* Start *

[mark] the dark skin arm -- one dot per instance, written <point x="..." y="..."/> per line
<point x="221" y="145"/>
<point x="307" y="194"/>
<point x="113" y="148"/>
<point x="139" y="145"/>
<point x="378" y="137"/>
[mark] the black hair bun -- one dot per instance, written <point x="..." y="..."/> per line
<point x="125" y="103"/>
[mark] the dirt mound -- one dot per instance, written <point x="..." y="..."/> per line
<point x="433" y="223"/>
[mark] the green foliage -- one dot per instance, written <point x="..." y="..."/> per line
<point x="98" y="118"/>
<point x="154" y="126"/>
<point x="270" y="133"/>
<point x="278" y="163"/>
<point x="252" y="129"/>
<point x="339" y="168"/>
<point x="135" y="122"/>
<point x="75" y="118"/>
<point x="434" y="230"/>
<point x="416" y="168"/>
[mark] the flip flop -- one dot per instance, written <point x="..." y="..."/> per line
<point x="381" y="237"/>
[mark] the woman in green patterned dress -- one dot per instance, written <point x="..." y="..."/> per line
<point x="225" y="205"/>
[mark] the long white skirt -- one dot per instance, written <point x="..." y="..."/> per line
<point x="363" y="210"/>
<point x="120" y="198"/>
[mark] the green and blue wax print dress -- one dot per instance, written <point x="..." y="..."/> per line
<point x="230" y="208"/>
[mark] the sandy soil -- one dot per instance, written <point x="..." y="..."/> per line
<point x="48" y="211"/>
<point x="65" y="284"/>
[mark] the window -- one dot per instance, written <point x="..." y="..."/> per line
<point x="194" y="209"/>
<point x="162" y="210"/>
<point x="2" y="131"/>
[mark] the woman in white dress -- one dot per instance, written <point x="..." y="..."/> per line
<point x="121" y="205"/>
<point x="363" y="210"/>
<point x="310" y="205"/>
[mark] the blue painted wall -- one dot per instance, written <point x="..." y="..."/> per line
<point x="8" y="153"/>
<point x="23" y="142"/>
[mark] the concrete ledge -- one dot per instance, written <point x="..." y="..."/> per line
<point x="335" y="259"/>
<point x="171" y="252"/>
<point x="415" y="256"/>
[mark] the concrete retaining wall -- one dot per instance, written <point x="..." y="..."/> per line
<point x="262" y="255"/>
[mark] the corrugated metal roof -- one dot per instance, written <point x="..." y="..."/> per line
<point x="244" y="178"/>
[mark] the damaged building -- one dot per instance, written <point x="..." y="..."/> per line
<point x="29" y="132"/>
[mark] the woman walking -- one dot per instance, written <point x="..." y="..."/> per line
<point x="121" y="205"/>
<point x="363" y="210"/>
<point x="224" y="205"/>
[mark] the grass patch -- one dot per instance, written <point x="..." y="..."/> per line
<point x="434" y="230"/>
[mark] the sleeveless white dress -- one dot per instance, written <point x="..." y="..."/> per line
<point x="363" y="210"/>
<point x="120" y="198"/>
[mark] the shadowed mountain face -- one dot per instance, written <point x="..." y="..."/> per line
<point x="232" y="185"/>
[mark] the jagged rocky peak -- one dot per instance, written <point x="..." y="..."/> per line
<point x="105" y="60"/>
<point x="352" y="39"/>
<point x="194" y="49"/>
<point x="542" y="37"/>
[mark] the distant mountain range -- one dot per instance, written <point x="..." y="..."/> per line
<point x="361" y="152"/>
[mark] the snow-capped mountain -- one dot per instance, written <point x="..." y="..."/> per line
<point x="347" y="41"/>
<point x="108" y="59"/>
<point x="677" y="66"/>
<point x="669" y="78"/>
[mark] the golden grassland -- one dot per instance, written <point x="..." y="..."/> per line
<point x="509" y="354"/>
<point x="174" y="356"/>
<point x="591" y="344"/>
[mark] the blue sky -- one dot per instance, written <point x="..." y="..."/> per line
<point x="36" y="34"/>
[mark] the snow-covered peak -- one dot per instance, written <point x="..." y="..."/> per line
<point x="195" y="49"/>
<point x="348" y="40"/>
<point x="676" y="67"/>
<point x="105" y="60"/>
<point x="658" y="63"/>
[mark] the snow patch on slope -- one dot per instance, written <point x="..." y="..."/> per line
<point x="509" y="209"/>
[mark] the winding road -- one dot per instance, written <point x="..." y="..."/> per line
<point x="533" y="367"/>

* End *

Reproduce the records above exactly.

[mark] the dark skin arm -- one dot per instance, written <point x="..." y="..."/> per line
<point x="221" y="145"/>
<point x="307" y="194"/>
<point x="113" y="148"/>
<point x="139" y="145"/>
<point x="378" y="137"/>
[mark] the black hair bun -- one dot per instance, written <point x="..." y="..."/> per line
<point x="125" y="103"/>
[mark] the dirt mound -- one dot per instance, written <point x="..." y="..."/> per line
<point x="433" y="223"/>
[mark] the green foliage -- one dot per instance, written <point x="..." y="..."/> per line
<point x="98" y="118"/>
<point x="154" y="126"/>
<point x="270" y="133"/>
<point x="278" y="163"/>
<point x="252" y="129"/>
<point x="339" y="168"/>
<point x="135" y="122"/>
<point x="75" y="118"/>
<point x="434" y="230"/>
<point x="416" y="168"/>
[mark] the flip flop -- one dot per instance, written <point x="..." y="..."/> per line
<point x="381" y="237"/>
[mark] the woman in green patterned dress -- one dot per instance, written <point x="..." y="..."/> per line
<point x="225" y="205"/>
[mark] the long white skirt -- one dot per instance, written <point x="..." y="..."/> per line
<point x="363" y="210"/>
<point x="120" y="198"/>
[mark] the green and blue wax print dress -- one dot per instance, written <point x="..." y="..."/> per line
<point x="230" y="208"/>
[mark] the sandy soil -- one dot per instance, written <point x="..." y="..."/> per line
<point x="48" y="211"/>
<point x="65" y="284"/>
[mark] the window -- one dot per instance, written <point x="..." y="..."/> per line
<point x="194" y="209"/>
<point x="162" y="210"/>
<point x="2" y="131"/>
[mark] the woman in white dress -- one dot per instance, written <point x="..." y="..."/> per line
<point x="121" y="205"/>
<point x="363" y="210"/>
<point x="310" y="205"/>
[mark] the blue painted wall -- one dot per instance, written <point x="..." y="..."/> per line
<point x="8" y="153"/>
<point x="23" y="142"/>
[mark] the concrete ledge -- one dot per instance, written <point x="..." y="..."/> per line
<point x="335" y="259"/>
<point x="171" y="252"/>
<point x="415" y="256"/>
[mark] the concrete retaining wall -- one dot per instance, written <point x="..." y="..."/> per line
<point x="262" y="255"/>
[mark] the corrugated metal roof -- one dot per instance, written <point x="..." y="..."/> per line
<point x="244" y="178"/>
[mark] the damaged building -- one dot per instance, written <point x="..." y="..."/> per line
<point x="29" y="132"/>
[mark] the woman walking -- one dot per instance, written <point x="..." y="..."/> per line
<point x="121" y="205"/>
<point x="363" y="210"/>
<point x="224" y="205"/>
[mark] the grass patch -- one dot per instance, written <point x="..." y="..."/> per line
<point x="434" y="230"/>
[mark] the sleeveless white dress -- one dot per instance, written <point x="..." y="..."/> per line
<point x="363" y="210"/>
<point x="120" y="198"/>
[mark] the shadowed mountain face -- one dot per instance, written <point x="..." y="..."/> per line
<point x="232" y="185"/>
[mark] the jagged rocky peak -- one dot per instance, written <point x="..." y="..."/> per line
<point x="105" y="60"/>
<point x="352" y="39"/>
<point x="194" y="49"/>
<point x="542" y="37"/>
[mark] the distant mountain range -- one dot per instance, written <point x="..." y="..."/> per line
<point x="361" y="152"/>
[mark] the snow-capped mountain -- one dot per instance, written <point x="..." y="..."/> per line
<point x="347" y="41"/>
<point x="108" y="59"/>
<point x="677" y="66"/>
<point x="669" y="78"/>
[mark] the golden grassland -- one dot per instance, written <point x="..." y="..."/> per line
<point x="509" y="354"/>
<point x="174" y="356"/>
<point x="591" y="344"/>
[mark] the blue sky -- one dot per instance, written <point x="..." y="..."/> per line
<point x="36" y="34"/>
[mark] the snow-covered peak -- one dot per instance, written <point x="..." y="..."/> per line
<point x="195" y="49"/>
<point x="348" y="40"/>
<point x="676" y="67"/>
<point x="105" y="60"/>
<point x="658" y="63"/>
[mark] the snow patch on slope -- one dot per instance, written <point x="..." y="..."/> per line
<point x="509" y="209"/>
[mark] the winding road -- one dot per instance, written <point x="..." y="..."/> per line
<point x="533" y="367"/>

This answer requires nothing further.